*Set task*
Pictures within the data are to be left out; everything else must be reproduced exactly.

Source data
|---|

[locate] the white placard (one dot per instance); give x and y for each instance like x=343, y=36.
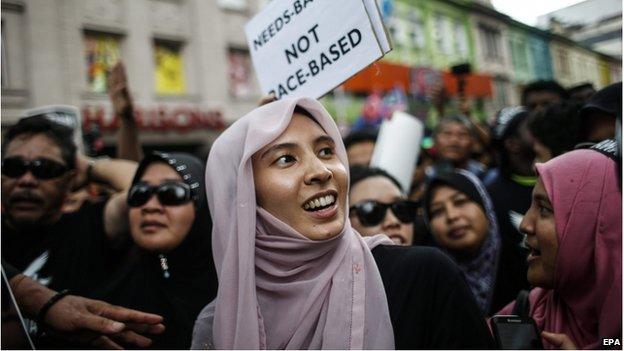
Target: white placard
x=398, y=147
x=378, y=26
x=308, y=47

|---|

*Full output*
[locate] the white placard (one dot per instance); give x and y for each instance like x=343, y=36.
Target: white placard
x=398, y=147
x=378, y=26
x=308, y=47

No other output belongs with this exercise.